Copy each line below without leaving any out.

Data items:
● ● ● ● ●
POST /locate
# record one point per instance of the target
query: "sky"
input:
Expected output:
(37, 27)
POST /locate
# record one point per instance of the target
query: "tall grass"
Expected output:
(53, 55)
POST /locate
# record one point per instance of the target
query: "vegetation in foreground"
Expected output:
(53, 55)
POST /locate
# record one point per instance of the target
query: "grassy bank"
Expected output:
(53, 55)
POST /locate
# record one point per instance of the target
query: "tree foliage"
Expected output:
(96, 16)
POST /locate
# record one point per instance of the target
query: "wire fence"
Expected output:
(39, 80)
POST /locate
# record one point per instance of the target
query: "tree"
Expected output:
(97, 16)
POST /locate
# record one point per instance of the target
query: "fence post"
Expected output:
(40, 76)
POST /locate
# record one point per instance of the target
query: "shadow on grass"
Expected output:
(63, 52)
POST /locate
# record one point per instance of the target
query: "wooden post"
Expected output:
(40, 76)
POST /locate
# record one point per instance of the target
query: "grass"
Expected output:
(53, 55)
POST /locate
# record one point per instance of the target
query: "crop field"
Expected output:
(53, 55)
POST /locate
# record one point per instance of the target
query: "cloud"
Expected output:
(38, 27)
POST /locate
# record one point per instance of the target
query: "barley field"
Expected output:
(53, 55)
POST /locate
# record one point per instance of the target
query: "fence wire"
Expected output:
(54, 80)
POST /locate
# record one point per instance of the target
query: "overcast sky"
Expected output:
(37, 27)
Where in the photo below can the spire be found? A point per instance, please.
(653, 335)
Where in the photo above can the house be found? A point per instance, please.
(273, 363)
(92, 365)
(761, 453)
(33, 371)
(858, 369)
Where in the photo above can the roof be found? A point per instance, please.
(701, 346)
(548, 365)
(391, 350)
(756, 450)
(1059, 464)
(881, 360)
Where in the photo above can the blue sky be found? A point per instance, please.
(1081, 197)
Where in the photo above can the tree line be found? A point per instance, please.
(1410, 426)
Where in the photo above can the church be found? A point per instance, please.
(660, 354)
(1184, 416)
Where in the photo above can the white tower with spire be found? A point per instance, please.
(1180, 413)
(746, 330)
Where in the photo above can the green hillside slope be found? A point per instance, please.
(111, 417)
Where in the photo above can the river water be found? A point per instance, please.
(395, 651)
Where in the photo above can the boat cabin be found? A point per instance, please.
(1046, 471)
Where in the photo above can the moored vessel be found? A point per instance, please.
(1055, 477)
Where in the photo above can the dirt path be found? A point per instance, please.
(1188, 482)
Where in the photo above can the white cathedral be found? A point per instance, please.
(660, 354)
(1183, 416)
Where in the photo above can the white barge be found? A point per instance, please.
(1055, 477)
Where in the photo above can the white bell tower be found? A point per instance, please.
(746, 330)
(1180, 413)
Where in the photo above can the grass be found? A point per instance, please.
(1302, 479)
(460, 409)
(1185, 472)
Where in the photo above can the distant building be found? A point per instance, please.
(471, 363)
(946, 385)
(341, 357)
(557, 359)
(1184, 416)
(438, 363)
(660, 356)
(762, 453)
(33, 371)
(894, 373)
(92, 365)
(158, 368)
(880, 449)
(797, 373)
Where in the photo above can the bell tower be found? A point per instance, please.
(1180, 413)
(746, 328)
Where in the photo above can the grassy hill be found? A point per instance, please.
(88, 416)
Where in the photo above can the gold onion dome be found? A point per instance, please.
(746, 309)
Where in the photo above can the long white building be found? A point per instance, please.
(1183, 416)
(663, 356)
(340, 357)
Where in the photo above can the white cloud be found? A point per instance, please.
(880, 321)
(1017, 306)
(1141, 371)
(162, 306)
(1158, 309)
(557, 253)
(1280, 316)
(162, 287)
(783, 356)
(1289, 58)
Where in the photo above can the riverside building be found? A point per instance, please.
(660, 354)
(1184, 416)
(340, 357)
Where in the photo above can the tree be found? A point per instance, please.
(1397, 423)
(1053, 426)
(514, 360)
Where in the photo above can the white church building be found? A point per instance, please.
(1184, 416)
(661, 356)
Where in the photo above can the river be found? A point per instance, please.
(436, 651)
● ● ● ● ●
Task solution
POST /locate
# record one point per instance of the target
query: "sky"
input:
Expected output:
(37, 27)
POST /locate
# record one point per instance of the target
query: "tall grass"
Expected output:
(53, 55)
POST /locate
# record one point per instance of the target
query: "vegetation in foreground"
Expected output:
(53, 55)
POST /locate
# record one point per instance of the target
query: "grassy bank"
Expected output:
(53, 55)
POST /locate
# record one point per instance of the target
query: "tree foliage"
Expected output:
(96, 16)
POST /locate
# record one point per instance of the target
query: "wire fence"
Expected output:
(39, 80)
POST /locate
# record one point per instance of the target
query: "tree"
Expected output:
(97, 16)
POST /locate
# record one point per instance of the target
query: "fence post"
Expected output:
(40, 76)
POST /locate
# record one point per instance of the target
query: "shadow on grass"
Expected output:
(63, 52)
POST /locate
# record one point per instance of the target
query: "wooden post"
Expected output:
(40, 76)
POST /locate
# record one point per instance of the target
query: "grass"
Expected output:
(53, 55)
POST /locate
# record one point per instance of the target
query: "crop field"
Expected output:
(53, 55)
POST /locate
# record one point per instance of the target
query: "cloud"
Expected output:
(38, 27)
POST /locate
# record one point per instance of the target
query: "barley field"
Expected output:
(53, 55)
POST /locate
# record one point per instance of the target
query: "fence wire"
Expected output:
(54, 80)
POST /locate
# record one point per instance of the target
query: "overcast sky"
Expected output:
(37, 27)
Where in the photo below can the spire be found? A point per instance, please.
(653, 335)
Where in the photo above can the house be found? A point per instance, please.
(273, 363)
(92, 365)
(761, 453)
(33, 371)
(858, 369)
Where in the photo above can the roof be found? A point per instance, please.
(701, 346)
(548, 365)
(391, 350)
(756, 450)
(1059, 464)
(881, 360)
Where in the photo above can the blue sky be found? A point per instance, please.
(1081, 197)
Where in the photo above can the tree line be found? A point per instance, please.
(1410, 426)
Where in the photo above can the church be found? A point per instance, please.
(660, 354)
(1184, 416)
Where in the photo above can the white tower with spire be found? A point per instance, please.
(1180, 413)
(746, 330)
Where in the photo above can the green hillside slope be found? A point per instance, please.
(111, 417)
Where in the photo above can the river water be found? A point per instance, please.
(395, 651)
Where in the photo above can the boat cabin be found? A point per instance, please.
(1046, 471)
Where in the photo above can the moored vessel be found? A point per instance, please.
(1055, 477)
Where in the photo above can the dirt path be found? A point per instance, please.
(1188, 482)
Where in the photo above can the white cathedral be found? A point per instance, please.
(660, 354)
(1183, 416)
Where in the photo above can the white barge be found? A point per instance, please.
(1055, 477)
Where in the photo above can the white bell tower be found? A point per instance, please.
(746, 330)
(1180, 413)
Where in the photo above can the grass be found? A point per instance, please.
(1302, 479)
(460, 409)
(1185, 472)
Where in the photo above can the distant building be found? A point per instance, please.
(471, 363)
(946, 385)
(341, 357)
(557, 359)
(1184, 416)
(438, 363)
(660, 356)
(762, 453)
(33, 371)
(894, 373)
(92, 365)
(158, 368)
(880, 449)
(797, 373)
Where in the photo above can the bell tower be found? A point per instance, please.
(1180, 413)
(746, 328)
Where in the photo above can the grassy hill be found? A point per instance, please.
(88, 416)
Where in the photo above can the gold onion dome be found? A point per instance, please.
(746, 309)
Where in the photo above can the long white building be found? A point per instance, please.
(1183, 416)
(663, 356)
(340, 357)
Where in the photo above can the white cloud be found? A point per instance, please.
(880, 321)
(1017, 306)
(1141, 371)
(162, 306)
(1158, 309)
(557, 253)
(1280, 316)
(162, 287)
(783, 356)
(1289, 58)
Where in the photo above can the riverside building be found? A point per instance, please.
(660, 354)
(1184, 416)
(340, 357)
Where in the photo above can the tree be found? A point per instance, please.
(1397, 423)
(1053, 426)
(514, 360)
Where in the photo above can the white church building be found? A point per instance, please.
(1184, 416)
(661, 356)
Where in the photo above can the river be found? A point per instance, please.
(436, 651)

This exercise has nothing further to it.